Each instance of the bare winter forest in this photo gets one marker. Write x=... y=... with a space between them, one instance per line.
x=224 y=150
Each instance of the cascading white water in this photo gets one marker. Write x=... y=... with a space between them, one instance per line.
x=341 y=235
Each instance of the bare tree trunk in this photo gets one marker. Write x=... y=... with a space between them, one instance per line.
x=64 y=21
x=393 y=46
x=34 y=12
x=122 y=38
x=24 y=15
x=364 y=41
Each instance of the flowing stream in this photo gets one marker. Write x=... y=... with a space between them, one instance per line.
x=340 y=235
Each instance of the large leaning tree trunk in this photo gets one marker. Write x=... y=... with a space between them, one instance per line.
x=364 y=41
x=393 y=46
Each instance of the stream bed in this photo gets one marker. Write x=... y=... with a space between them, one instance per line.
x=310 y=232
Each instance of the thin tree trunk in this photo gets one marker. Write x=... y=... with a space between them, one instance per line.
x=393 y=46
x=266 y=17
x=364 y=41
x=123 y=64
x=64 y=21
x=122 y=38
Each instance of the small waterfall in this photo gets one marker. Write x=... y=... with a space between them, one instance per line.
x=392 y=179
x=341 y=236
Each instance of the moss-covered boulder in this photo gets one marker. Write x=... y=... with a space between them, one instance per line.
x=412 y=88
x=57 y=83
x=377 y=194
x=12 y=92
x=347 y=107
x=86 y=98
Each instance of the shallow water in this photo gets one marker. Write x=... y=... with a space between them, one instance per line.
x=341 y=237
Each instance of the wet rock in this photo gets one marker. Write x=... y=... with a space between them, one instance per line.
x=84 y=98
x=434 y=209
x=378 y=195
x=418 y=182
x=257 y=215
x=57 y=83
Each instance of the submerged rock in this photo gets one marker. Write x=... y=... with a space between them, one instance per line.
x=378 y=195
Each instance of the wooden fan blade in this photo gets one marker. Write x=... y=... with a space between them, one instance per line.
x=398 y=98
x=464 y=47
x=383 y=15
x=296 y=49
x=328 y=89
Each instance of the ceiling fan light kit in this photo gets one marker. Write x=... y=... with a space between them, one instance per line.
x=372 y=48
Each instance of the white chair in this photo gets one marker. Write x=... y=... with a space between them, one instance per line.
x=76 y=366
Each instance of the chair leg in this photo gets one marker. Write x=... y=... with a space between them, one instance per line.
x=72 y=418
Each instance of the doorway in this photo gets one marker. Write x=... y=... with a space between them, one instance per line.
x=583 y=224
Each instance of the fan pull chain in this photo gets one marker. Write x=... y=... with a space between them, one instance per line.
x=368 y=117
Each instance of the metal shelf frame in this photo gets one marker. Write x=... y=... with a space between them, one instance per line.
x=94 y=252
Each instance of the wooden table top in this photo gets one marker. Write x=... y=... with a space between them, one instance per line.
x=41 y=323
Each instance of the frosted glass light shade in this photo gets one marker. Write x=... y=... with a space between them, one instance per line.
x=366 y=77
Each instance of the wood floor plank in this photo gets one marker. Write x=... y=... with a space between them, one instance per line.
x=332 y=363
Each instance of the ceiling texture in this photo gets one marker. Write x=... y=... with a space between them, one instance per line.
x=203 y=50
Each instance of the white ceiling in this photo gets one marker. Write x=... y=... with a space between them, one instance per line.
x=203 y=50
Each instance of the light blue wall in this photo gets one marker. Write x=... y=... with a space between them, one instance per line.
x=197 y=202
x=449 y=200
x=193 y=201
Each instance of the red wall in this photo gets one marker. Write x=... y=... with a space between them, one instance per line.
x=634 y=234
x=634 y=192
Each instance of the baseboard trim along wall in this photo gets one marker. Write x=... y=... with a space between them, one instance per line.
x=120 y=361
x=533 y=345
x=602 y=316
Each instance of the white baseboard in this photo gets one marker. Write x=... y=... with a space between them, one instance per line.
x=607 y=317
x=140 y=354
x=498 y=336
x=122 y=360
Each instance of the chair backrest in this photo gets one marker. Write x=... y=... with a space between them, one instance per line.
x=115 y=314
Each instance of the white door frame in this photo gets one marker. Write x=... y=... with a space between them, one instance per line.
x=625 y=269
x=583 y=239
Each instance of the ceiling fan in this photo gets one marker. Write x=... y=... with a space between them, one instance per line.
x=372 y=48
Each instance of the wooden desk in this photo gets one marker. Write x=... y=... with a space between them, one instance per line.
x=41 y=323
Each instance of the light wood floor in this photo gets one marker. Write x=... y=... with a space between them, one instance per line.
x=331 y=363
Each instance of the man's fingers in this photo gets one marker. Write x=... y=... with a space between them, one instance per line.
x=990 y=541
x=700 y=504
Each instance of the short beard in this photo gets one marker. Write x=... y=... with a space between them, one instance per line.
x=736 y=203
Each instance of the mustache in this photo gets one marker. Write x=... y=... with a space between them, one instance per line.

──────────

> **ACTIVITY**: The full listing should be output exactly, line for line.

> **REPLY**:
Each instance of the bare winter forest in this photo gets one marker. Write x=... y=... with a space between them, one instance per line.
x=224 y=150
Each instance of the cascading white water in this photo gets one marker. Write x=... y=... with a space between them, one instance per line.
x=341 y=235
Each instance of the bare tree trunk in this photo gets one marker. Write x=... y=... with a space between them, one instance per line.
x=64 y=21
x=393 y=46
x=34 y=12
x=122 y=38
x=24 y=15
x=364 y=41
Each instance of the flowing stream in this photo gets one marker. Write x=... y=... with a space between them, one instance per line.
x=340 y=235
Each instance of the large leaning tree trunk in this photo gets one marker. Write x=... y=... with a space between them, one instance per line.
x=364 y=41
x=393 y=46
Each instance of the stream bed in this photo gets one marker. Write x=... y=... with a space between them, one instance per line.
x=310 y=232
Each instance of the thin tree trunk in this photo gets one marker. Write x=... y=... with a space between them, one instance per line.
x=393 y=46
x=266 y=17
x=364 y=41
x=123 y=64
x=64 y=21
x=122 y=38
Each instance of the small waterfall in this photo gets one marker. Write x=... y=... with a space between them, one instance per line.
x=392 y=179
x=341 y=236
Each instance of the moss-covered boulder in this photo gets one marker. Write x=... y=... with a space between them, one instance per line.
x=412 y=88
x=57 y=83
x=377 y=194
x=12 y=92
x=347 y=107
x=86 y=98
Each instance of the shallow water in this photo gets one marker. Write x=... y=... with a space between them, one instance per line.
x=341 y=237
Each instance of the wet rock in this photo gets one marker. Write x=... y=... with a space between them, one instance per line.
x=84 y=98
x=434 y=209
x=378 y=195
x=418 y=182
x=257 y=215
x=57 y=83
Each instance of the submerged rock in this photo gets one marker. Write x=... y=... with a space between them, one instance per line.
x=378 y=195
Each instance of the wooden fan blade in this photo gets one marker. Write x=... y=... with a space between them, one instance per line.
x=398 y=98
x=464 y=47
x=383 y=15
x=296 y=49
x=328 y=89
Each instance of the ceiling fan light kit in this photo gets one marker. Write x=... y=... with a space between them, one instance per line.
x=372 y=48
Each instance of the white chair in this photo gets one marker. Write x=... y=... with a space between them, one instance per line.
x=76 y=366
Each instance of the chair leg in this photo gets one marker. Write x=... y=... with a space between them, one instance per line.
x=72 y=418
Each instance of the doorway in this photo gets one marker. Write x=... y=... with a space between them, one instance per line.
x=583 y=224
Each instance of the fan pull chain in this photo gets one marker. Write x=... y=... with a space between them, one instance per line.
x=368 y=117
Each instance of the metal shelf frame in this photo gets one marker. Write x=... y=... with a space between them, one instance per line.
x=94 y=252
Each instance of the wooden table top in this photo gets one marker. Write x=... y=... with a space between them, one instance per line.
x=41 y=323
Each instance of the frosted glass light shade in this photo gets one marker. Write x=... y=... with a space between them, one instance per line.
x=366 y=77
Each instance of the wood floor plank in this photo gets one marker. Write x=... y=... with a space between them, one instance per line.
x=332 y=363
Each instance of the ceiling texture in this photo gets one marker. Write x=... y=... with a space between them, one instance per line.
x=203 y=50
Each instance of the white ceiling in this photo gets one marker. Write x=... y=... with a space between them, one instance per line.
x=203 y=50
Each instance of the light blue wall in this photo gets one marker. Write x=... y=... with a space between them, one instance per line.
x=197 y=202
x=449 y=200
x=193 y=201
Each instance of the red wall in this photo gets one marker. Write x=... y=... with a space between them, one instance per line.
x=634 y=234
x=634 y=192
Each instance of the baseboard trim along wall in this photo gets one marker. Write x=... y=... with a space between them, one instance per line.
x=120 y=361
x=533 y=345
x=602 y=316
Each instance of the white baseboard in this photo gets one marker. Write x=... y=... with a space between them, one instance per line.
x=607 y=317
x=140 y=354
x=498 y=336
x=122 y=360
Each instance of the chair backrest in this photo gets one marker. Write x=... y=... with a space between them, one instance per line.
x=115 y=314
Each instance of the white door frame in this photo gets one marker. Write x=... y=... with a space between them, one instance per line.
x=625 y=269
x=583 y=239
Each instance of the ceiling fan in this photo gets one marker. Write x=... y=... with a space between them, one instance per line.
x=372 y=48
Each instance of the wooden desk in this photo gets one marker. Write x=... y=... with a space between them, one instance per line.
x=41 y=323
Each instance of the light wood floor in this photo gets one marker. Write x=... y=... with a space between them, one instance per line.
x=331 y=363
Each instance of the man's fingers in this photo gets one marker. Write x=... y=... with a space between them, one instance per line.
x=990 y=541
x=700 y=504
Each instance of the short beard in this photo gets one marker. Write x=... y=... with a space between them, one instance per line.
x=736 y=203
Each instance of the mustache in this photo gets one marker. Write x=... y=... with a space between them, one instance per line.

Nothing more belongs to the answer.